> WHAT YOU HAVE TO DO
Lay out every line of the records below as a Markdown table with two columns: Row, holding a running number, and Line text, holding the line itself. Leave out blank lines.
:::
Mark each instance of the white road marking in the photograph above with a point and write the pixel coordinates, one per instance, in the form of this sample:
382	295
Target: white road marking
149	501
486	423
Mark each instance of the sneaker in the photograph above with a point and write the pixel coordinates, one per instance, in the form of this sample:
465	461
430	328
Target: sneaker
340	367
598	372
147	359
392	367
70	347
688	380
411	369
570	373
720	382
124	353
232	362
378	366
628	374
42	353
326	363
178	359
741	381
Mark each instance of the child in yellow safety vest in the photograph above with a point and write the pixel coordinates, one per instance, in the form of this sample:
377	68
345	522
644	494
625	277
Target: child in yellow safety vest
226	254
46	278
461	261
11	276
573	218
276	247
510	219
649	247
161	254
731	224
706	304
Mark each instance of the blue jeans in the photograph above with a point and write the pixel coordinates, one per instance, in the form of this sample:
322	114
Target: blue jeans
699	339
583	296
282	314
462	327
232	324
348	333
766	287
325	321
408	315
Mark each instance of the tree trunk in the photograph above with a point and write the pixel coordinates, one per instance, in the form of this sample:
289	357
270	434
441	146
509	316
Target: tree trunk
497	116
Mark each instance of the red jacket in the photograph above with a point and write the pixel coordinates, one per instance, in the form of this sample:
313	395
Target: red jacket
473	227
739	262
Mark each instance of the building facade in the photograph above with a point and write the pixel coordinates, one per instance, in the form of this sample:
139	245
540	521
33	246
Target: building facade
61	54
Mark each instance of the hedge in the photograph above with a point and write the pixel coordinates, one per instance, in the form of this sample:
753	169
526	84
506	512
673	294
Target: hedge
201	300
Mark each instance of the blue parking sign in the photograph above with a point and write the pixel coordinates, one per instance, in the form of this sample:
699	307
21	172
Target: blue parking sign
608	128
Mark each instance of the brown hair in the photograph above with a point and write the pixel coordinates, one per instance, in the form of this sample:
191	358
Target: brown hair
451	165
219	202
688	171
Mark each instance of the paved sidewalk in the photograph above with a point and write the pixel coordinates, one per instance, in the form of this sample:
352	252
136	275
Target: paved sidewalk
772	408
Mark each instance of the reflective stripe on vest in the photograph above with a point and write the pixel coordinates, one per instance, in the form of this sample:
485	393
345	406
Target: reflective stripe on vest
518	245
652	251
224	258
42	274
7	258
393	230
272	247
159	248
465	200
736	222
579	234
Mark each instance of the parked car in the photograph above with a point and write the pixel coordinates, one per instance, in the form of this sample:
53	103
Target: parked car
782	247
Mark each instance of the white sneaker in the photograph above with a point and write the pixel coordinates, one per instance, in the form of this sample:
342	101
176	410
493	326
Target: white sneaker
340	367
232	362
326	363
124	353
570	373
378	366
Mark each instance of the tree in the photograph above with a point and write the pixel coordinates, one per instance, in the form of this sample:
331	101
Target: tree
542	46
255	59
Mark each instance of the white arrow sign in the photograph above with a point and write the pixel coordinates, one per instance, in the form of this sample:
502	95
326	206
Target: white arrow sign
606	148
:::
> ANSWER TO THE PROBLEM
| Row | Line text |
|---|---|
| 1 | Mark each instance of the white road marking in the photograph above with a point and write the pixel coordinates, one per instance, in the form of this sample: |
| 2 | 382	295 |
| 3 | Target: white road marking |
| 4 | 149	501 |
| 5 | 486	423 |
| 6 | Mark each instance of the sneaker in the photograph above with a point and write the pixel coordinates, one per instance, in the form of this sample: |
| 7 | 465	461 |
| 8 | 430	328 |
| 9 | Target: sneaker |
| 10 | 340	367 |
| 11 | 598	372 |
| 12 | 147	359 |
| 13 | 392	367 |
| 14 | 70	347 |
| 15 | 688	380 |
| 16 | 411	369 |
| 17 | 570	373 |
| 18 | 720	382 |
| 19 | 124	353 |
| 20 | 232	362 |
| 21 | 378	366 |
| 22 | 628	374 |
| 23 | 42	353 |
| 24 | 326	363 |
| 25 | 178	359 |
| 26 | 741	381 |
| 27 | Mark each instance of the child in yellow safety vest in the photograph above with a point and write the pixel coordinates, one per instance, in the form of this sample: |
| 28 | 377	68 |
| 29 | 345	522 |
| 30 | 644	494 |
| 31 | 625	277 |
| 32 | Target: child in yellow safety vest |
| 33 | 226	254 |
| 34 | 46	278 |
| 35 | 461	261 |
| 36 | 11	276 |
| 37 | 573	218 |
| 38 | 276	247 |
| 39 | 510	219 |
| 40 | 649	247 |
| 41 | 161	254 |
| 42 | 731	224 |
| 43 | 706	304 |
| 44 | Mark each instance of the blue jeans in the photograph above with a point and write the pixel coordinates, one per instance, in the form of this sample: |
| 45 | 322	114 |
| 46 | Target: blue jeans |
| 47 | 699	339 |
| 48 | 583	296 |
| 49 | 282	314 |
| 50 | 462	327 |
| 51 | 232	324 |
| 52 | 348	333 |
| 53 | 766	287 |
| 54 | 325	321 |
| 55 | 408	315 |
| 56 | Mark each instance of the tree trunk in the photograph above with a point and write the pixel coordinates, one per instance, in the form of this sample: |
| 57 | 289	357 |
| 58 | 270	434 |
| 59 | 441	146 |
| 60 | 509	316 |
| 61 | Target: tree trunk |
| 62 | 497	116 |
| 63 | Mark each instance of the red jacket in the photograph above with a point and write the pixel coordinates, one per instance, in the form of this sample: |
| 64 | 313	395 |
| 65 | Target: red jacket |
| 66 | 473	227 |
| 67 | 739	262 |
| 68 | Mark each instance of the building facade in the photograph above with a point and write the pixel coordinates, one per instance, in the form of this sample: |
| 69 | 139	245 |
| 70 | 540	521 |
| 71 | 33	246 |
| 72 | Target: building facade |
| 73 | 61	54 |
| 74 | Mark each instance of the hedge in the photograph above with a point and write the pixel coordinates, one per instance, in the form of this sample: |
| 75 | 753	169 |
| 76 | 526	84 |
| 77 | 506	512 |
| 78 | 673	294 |
| 79 | Target: hedge |
| 80 | 201	300 |
| 81 | Mark each instance of the blue parking sign in the photograph above with a point and write the pixel coordinates, one per instance, in the form of this sample: |
| 82 | 699	307 |
| 83 | 21	172 |
| 84 | Target: blue parking sign |
| 85 | 608	128 |
| 86 | Mark each instance of the brown hair in the photograph above with a point and write the pixel coordinates, one per instance, in the form of this sample: |
| 87 | 191	358 |
| 88 | Target: brown hair |
| 89 | 451	165 |
| 90 | 219	202 |
| 91 | 688	171 |
| 92 | Mark each instance of the paved sidewalk in the photograph above with a point and write the pixel coordinates, one per instance, in the form of this sample: |
| 93 | 352	252 |
| 94 | 136	275 |
| 95 | Target: paved sidewalk |
| 96 | 772	408 |
| 97 | Mark each instance of the reflective stripe on vest in the photograph above with a point and write the pixel coordinates, one per instance, in the form of this sample: |
| 98 | 485	393 |
| 99 | 345	406 |
| 100 | Target: reflective stripe on vest |
| 101 | 518	245 |
| 102 | 652	251 |
| 103 | 224	258 |
| 104 | 42	274 |
| 105 | 7	258 |
| 106 | 393	230 |
| 107 | 272	247 |
| 108 | 159	248 |
| 109 | 465	200 |
| 110 | 736	222 |
| 111 | 579	234 |
| 112 | Mark each instance of the parked car in the photograph above with a point and write the pixel coordinates, one per instance, in the form of this sample: |
| 113 | 53	103 |
| 114 | Target: parked car |
| 115 | 782	247 |
| 116 | Mark each instance of the white sneaker in the photograph above with a point and write the pixel coordinates, one per instance, in the form of this sample: |
| 117 | 342	101 |
| 118 | 176	410 |
| 119 | 493	326 |
| 120 | Target: white sneaker |
| 121 | 340	367 |
| 122 | 232	362 |
| 123 | 326	363 |
| 124 | 124	353 |
| 125 | 570	373 |
| 126 | 378	366 |
| 127 | Mark each instance of the tree in the photograph above with a point and write the pixel coordinates, one per instance, in the form of this sample: |
| 128 | 331	101 |
| 129 | Target: tree |
| 130 | 542	46 |
| 131 | 255	59 |
| 132 | Mark each instance of the white arrow sign in the photograph above with a point and write the pixel coordinates, one per instance, in the form of this sample: |
| 133 | 502	95 |
| 134 | 326	206 |
| 135 | Target: white arrow sign |
| 136 | 606	148 |